- _What to produce_
Since pictures are not part of the copy, please output only the lines from the one with "# locate wooden post: put" through the end of the data below, exactly as written.

[Point-per-instance localization data]
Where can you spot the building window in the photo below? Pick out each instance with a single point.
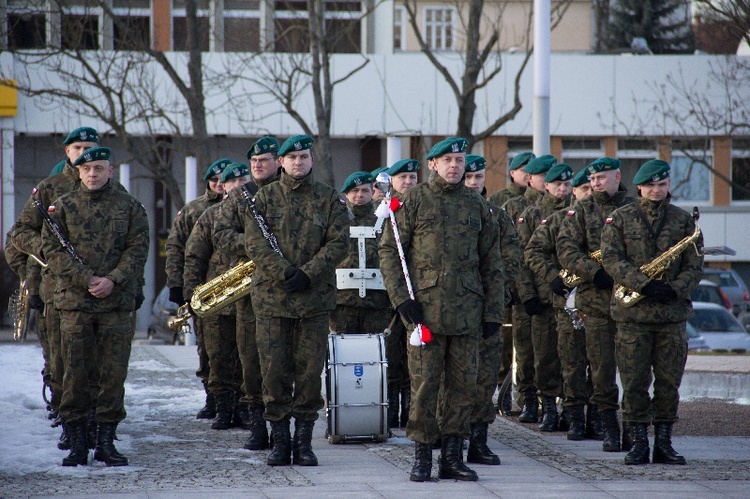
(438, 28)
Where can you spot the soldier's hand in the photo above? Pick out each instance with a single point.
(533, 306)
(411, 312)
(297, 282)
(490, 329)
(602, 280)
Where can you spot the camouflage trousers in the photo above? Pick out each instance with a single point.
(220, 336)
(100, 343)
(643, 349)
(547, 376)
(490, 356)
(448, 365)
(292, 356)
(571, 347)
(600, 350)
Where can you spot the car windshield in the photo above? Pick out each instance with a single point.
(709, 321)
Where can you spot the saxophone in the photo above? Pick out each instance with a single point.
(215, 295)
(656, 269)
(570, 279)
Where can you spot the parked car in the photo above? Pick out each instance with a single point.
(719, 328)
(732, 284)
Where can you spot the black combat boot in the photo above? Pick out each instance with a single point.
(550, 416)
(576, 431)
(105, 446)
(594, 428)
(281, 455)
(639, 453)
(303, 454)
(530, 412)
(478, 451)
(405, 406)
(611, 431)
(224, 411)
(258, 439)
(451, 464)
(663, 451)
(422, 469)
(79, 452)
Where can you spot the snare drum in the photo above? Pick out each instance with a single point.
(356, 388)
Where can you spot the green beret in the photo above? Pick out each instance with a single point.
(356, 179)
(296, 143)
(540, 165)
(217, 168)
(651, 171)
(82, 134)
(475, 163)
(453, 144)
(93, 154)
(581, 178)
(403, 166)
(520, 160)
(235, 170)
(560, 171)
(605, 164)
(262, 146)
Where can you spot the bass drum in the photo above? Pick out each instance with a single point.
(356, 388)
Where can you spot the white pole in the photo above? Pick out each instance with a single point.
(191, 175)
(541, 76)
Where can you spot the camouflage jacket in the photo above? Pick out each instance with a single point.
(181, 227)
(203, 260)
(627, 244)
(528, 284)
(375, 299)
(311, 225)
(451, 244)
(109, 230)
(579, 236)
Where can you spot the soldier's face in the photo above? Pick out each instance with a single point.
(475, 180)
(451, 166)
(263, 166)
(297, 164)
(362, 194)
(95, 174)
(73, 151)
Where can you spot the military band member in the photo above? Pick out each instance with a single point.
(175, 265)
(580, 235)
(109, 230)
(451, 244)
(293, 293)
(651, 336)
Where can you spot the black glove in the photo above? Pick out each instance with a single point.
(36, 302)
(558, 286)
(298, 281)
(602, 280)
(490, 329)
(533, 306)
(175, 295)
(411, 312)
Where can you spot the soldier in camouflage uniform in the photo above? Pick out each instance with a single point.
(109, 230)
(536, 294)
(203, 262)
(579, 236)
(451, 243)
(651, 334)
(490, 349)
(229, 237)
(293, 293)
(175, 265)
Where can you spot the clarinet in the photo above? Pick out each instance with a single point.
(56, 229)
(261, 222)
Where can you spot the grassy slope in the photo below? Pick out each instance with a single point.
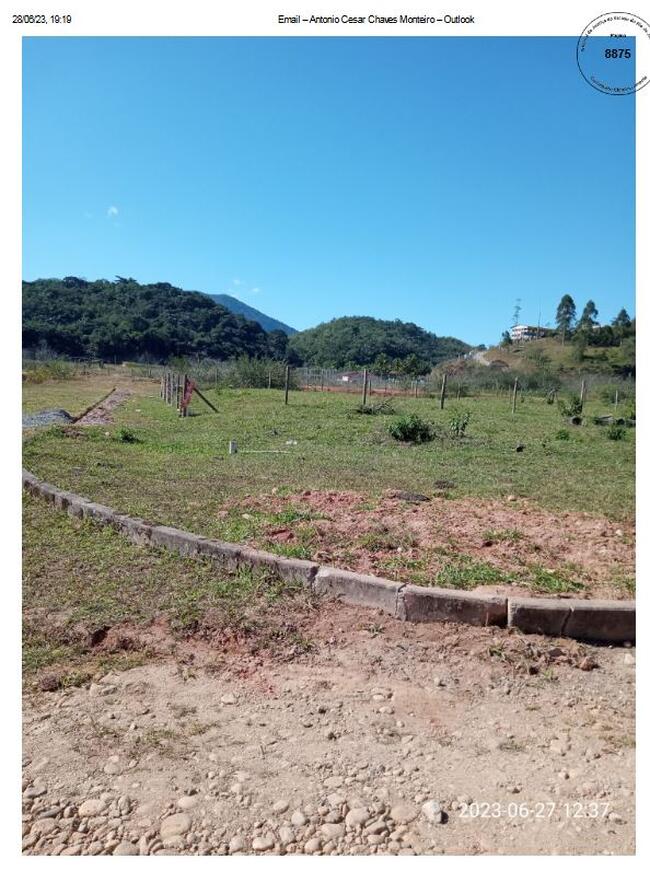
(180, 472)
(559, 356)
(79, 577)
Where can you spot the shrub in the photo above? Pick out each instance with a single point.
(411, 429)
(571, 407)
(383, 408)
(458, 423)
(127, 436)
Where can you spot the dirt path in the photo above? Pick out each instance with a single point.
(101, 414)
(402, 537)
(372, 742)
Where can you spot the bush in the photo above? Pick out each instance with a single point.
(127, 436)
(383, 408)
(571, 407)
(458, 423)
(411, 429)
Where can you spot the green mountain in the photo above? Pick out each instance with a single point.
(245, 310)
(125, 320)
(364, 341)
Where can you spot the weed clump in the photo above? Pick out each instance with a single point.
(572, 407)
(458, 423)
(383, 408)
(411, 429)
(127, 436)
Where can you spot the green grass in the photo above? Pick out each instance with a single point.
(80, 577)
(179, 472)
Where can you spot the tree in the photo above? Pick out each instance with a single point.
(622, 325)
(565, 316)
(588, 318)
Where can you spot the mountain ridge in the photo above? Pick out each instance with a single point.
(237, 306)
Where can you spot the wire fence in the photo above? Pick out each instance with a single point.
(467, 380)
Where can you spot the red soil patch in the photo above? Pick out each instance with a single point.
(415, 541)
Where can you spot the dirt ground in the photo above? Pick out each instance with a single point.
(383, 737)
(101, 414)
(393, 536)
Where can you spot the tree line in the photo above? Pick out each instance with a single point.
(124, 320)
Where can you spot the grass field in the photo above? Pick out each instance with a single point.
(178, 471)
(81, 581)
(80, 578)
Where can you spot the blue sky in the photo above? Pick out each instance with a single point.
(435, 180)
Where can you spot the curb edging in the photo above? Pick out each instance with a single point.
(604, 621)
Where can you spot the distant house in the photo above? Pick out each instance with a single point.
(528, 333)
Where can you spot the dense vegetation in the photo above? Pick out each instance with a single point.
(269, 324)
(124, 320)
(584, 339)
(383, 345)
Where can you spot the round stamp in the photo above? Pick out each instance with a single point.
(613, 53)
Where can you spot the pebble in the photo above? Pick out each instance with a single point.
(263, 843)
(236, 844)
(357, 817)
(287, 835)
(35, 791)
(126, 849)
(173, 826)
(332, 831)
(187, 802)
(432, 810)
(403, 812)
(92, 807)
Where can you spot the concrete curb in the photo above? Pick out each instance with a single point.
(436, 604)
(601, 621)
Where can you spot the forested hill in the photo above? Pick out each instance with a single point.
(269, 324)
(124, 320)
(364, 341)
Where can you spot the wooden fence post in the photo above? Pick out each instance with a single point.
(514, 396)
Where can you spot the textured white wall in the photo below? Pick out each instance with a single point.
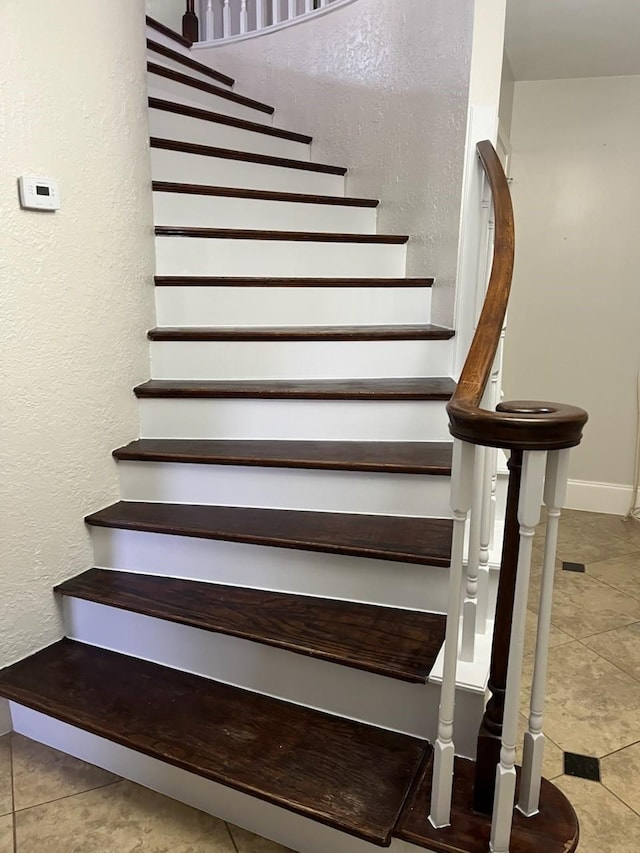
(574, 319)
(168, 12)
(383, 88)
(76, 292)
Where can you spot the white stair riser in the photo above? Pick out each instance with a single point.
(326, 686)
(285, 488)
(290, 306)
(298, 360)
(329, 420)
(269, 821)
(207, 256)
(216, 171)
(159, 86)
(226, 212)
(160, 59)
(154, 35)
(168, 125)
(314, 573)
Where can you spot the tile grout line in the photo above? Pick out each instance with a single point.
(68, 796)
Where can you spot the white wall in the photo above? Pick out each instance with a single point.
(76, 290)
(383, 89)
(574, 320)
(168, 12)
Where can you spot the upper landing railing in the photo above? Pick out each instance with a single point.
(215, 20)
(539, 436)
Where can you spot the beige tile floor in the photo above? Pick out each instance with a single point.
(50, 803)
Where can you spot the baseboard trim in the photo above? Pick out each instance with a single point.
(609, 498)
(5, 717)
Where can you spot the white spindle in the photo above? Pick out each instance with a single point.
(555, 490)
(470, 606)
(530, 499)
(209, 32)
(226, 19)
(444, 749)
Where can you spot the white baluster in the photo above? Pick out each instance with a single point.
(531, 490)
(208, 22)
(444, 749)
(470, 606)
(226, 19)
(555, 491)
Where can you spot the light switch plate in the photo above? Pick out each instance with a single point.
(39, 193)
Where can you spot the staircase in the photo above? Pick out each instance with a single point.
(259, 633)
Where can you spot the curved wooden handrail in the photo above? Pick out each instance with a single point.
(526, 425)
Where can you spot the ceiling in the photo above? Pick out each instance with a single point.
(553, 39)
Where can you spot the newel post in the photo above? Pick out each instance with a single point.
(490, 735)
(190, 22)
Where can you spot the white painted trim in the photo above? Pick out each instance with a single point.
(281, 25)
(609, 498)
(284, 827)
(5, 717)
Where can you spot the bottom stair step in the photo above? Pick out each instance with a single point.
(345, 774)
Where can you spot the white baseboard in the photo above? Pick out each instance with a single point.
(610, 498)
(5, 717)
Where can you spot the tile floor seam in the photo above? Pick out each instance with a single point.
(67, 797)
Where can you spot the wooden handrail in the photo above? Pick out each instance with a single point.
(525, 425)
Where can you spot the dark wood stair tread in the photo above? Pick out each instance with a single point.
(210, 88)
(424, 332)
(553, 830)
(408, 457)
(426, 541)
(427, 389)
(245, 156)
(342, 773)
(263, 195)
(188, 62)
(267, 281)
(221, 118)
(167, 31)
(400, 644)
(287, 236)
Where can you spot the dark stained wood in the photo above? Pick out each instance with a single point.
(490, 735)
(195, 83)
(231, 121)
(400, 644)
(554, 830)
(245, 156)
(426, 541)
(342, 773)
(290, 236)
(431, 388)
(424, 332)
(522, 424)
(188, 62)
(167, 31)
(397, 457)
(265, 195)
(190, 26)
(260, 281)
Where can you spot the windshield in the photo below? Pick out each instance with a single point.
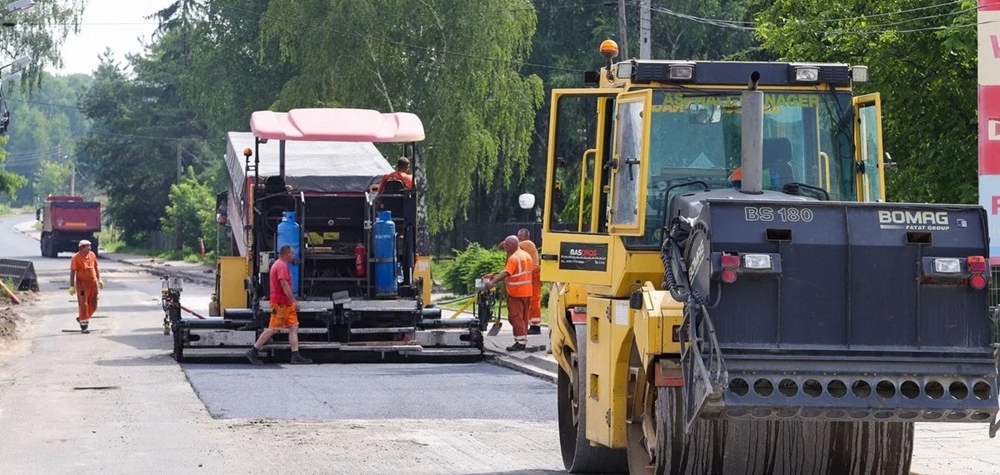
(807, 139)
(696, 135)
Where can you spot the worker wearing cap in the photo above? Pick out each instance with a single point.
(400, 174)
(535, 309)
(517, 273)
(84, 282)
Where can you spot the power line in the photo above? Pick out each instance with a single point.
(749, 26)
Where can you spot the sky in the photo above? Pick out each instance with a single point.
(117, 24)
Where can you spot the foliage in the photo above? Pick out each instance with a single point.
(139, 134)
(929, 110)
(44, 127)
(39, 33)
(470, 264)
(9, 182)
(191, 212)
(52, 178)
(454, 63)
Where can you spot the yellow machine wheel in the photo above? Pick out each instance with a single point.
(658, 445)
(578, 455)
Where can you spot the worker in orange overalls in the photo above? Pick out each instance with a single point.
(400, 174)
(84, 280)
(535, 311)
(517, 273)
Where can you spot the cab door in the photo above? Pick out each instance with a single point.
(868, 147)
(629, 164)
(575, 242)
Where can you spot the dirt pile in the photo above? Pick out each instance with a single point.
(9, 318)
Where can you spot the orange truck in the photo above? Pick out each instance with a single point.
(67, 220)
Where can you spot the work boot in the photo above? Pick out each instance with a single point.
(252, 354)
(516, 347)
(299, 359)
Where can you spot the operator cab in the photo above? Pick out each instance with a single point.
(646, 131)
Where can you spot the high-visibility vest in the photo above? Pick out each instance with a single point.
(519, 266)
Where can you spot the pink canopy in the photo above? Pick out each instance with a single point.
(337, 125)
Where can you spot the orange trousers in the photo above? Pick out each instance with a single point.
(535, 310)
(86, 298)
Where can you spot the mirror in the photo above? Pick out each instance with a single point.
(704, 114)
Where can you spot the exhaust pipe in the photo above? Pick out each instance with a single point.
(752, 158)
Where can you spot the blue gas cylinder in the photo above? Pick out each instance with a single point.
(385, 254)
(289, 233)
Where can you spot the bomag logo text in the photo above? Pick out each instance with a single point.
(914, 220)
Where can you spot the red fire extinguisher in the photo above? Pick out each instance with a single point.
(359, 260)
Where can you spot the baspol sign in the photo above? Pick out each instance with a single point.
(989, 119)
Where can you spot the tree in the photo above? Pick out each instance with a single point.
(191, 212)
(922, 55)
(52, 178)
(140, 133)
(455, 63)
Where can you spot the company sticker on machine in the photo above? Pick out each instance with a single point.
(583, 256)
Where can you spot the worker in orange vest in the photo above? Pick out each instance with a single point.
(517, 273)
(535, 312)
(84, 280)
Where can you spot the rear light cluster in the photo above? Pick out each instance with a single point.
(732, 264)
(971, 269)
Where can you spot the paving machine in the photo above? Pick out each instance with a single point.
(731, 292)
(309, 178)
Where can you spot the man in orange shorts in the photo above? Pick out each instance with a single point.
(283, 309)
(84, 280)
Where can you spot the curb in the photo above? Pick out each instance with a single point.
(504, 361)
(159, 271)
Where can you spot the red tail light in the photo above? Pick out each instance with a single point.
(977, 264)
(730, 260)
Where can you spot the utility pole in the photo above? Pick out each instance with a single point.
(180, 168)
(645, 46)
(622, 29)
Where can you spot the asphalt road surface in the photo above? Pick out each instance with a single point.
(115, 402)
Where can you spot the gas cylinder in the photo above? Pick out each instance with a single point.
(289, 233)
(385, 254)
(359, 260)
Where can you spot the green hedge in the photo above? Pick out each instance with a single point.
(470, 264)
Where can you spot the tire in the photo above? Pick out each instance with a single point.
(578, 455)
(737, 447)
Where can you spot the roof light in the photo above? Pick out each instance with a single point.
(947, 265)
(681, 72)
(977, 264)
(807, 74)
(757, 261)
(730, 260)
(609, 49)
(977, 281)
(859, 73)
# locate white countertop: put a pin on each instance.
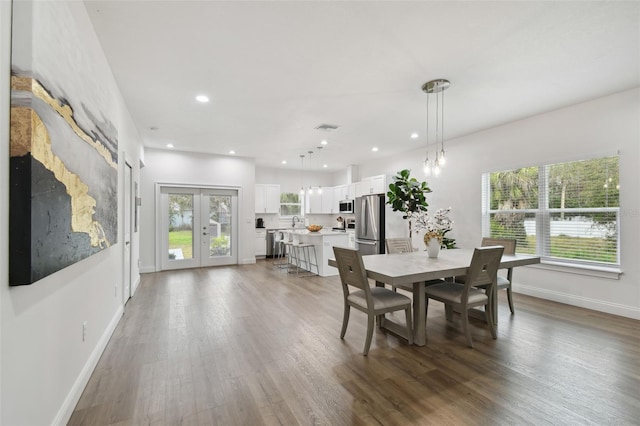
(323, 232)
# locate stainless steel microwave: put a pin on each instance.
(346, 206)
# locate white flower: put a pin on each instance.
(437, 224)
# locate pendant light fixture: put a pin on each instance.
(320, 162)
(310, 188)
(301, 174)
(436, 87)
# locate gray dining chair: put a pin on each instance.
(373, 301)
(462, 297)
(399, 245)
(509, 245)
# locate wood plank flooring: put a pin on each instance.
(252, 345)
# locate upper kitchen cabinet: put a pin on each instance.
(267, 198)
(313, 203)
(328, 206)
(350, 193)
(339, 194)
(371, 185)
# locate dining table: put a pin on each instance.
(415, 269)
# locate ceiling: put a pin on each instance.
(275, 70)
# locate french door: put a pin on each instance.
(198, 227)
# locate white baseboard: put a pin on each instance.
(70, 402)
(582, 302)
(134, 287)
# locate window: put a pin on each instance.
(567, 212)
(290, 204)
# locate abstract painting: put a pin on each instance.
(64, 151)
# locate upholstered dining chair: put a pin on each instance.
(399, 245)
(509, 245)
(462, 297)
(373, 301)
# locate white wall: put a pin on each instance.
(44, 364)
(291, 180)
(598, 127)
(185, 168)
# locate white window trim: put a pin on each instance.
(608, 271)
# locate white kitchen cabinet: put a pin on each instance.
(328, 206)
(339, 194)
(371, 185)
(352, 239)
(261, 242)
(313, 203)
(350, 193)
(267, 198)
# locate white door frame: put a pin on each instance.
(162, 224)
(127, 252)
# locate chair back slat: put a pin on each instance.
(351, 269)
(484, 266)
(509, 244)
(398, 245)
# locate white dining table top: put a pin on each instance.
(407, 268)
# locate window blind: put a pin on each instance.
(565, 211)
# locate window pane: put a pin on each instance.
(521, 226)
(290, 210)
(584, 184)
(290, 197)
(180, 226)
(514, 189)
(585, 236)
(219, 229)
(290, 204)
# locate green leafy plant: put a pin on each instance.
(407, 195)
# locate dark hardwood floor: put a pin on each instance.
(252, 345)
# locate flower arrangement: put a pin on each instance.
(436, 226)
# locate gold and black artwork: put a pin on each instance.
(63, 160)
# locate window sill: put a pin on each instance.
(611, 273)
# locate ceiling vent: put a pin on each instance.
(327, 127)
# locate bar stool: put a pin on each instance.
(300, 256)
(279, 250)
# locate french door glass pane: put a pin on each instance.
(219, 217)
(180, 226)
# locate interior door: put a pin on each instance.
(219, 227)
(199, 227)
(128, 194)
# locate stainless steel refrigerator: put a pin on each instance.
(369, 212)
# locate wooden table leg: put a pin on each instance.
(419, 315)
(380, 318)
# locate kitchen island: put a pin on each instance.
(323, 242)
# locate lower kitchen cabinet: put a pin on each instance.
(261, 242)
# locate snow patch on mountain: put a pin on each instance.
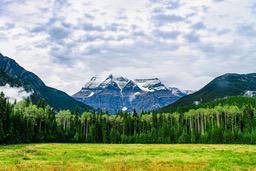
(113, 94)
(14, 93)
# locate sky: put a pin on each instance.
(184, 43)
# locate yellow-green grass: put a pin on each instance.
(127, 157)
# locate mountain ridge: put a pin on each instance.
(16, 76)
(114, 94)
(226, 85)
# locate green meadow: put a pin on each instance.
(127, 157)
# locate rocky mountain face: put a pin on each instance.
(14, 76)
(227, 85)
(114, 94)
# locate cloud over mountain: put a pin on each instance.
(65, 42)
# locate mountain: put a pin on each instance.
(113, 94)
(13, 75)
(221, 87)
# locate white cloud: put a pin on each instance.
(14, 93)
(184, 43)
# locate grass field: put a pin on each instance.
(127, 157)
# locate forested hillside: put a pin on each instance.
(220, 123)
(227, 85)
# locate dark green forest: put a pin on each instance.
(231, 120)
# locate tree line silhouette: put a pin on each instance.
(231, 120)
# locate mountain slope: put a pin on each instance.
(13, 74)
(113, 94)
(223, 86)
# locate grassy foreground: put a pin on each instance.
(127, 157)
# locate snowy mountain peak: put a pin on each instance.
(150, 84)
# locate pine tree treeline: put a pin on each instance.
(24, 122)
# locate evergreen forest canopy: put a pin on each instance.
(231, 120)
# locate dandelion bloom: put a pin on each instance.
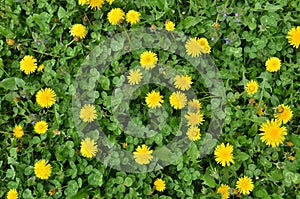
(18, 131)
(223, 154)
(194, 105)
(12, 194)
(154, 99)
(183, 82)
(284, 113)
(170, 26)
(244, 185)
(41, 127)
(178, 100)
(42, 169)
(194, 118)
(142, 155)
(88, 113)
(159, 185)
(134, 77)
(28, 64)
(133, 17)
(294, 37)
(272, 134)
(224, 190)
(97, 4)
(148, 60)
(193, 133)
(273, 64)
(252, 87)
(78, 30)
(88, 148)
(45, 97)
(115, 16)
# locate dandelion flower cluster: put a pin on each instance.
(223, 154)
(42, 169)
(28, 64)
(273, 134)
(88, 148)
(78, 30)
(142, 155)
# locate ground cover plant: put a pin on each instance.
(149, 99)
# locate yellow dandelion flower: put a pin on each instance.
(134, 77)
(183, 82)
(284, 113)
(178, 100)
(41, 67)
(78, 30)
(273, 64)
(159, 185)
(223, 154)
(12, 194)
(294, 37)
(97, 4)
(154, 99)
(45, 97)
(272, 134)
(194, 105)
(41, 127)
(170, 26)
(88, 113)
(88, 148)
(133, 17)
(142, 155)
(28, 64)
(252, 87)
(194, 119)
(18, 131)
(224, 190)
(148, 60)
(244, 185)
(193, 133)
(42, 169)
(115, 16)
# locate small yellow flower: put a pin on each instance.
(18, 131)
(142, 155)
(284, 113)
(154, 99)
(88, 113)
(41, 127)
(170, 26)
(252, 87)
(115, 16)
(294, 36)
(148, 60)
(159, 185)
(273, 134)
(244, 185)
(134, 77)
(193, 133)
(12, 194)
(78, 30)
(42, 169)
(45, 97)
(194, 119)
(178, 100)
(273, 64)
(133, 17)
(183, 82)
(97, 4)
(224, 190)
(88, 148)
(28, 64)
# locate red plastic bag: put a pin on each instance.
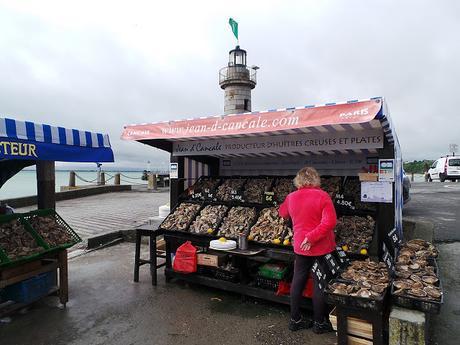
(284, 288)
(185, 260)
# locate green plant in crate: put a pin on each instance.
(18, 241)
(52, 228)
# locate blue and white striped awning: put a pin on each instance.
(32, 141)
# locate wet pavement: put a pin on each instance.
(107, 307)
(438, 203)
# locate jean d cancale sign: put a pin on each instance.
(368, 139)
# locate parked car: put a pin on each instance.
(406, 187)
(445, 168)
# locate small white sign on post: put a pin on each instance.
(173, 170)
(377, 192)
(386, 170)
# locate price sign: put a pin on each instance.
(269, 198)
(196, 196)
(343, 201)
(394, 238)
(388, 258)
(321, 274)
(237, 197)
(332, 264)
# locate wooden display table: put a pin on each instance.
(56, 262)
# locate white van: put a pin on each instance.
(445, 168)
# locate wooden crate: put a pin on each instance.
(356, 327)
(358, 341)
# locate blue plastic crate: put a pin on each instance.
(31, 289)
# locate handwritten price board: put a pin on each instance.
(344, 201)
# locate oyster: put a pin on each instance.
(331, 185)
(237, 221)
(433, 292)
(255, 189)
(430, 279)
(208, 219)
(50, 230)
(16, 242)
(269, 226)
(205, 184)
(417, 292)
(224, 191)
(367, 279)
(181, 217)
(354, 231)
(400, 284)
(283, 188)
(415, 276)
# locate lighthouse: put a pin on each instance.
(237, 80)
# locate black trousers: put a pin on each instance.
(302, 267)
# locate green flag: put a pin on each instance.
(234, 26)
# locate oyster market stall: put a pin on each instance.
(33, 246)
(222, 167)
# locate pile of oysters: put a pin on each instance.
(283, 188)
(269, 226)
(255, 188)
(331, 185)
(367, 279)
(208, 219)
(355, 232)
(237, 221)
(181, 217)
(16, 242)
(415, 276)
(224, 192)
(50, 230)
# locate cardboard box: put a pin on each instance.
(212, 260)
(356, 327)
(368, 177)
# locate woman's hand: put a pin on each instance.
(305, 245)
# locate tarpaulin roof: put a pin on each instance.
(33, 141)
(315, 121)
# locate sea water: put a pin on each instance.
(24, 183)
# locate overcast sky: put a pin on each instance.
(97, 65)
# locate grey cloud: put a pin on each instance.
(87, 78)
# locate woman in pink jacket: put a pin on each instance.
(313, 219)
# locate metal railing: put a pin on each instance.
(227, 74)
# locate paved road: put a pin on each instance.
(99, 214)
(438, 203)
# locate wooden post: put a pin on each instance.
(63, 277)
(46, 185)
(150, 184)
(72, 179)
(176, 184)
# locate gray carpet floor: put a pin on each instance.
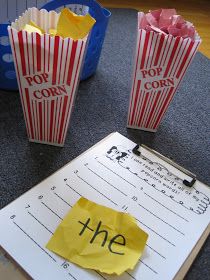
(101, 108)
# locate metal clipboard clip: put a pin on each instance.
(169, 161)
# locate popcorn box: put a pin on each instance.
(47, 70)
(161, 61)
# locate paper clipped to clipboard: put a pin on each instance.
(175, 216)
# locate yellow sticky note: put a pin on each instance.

- _Output_
# locate wooden post: put a pin on each instance.
(63, 277)
(46, 185)
(150, 184)
(72, 179)
(176, 184)
# locate gray carpet floor: put a pin on each instance.
(101, 108)
# locate metal clipboard clip: put a pin on each instance.
(169, 161)
# locate popcorn box: put a pin on each instance.
(47, 70)
(161, 61)
# locate paper clipped to clipboard: put a pin on each instance.
(175, 216)
# locate yellow sticky note: put a pin on each instance.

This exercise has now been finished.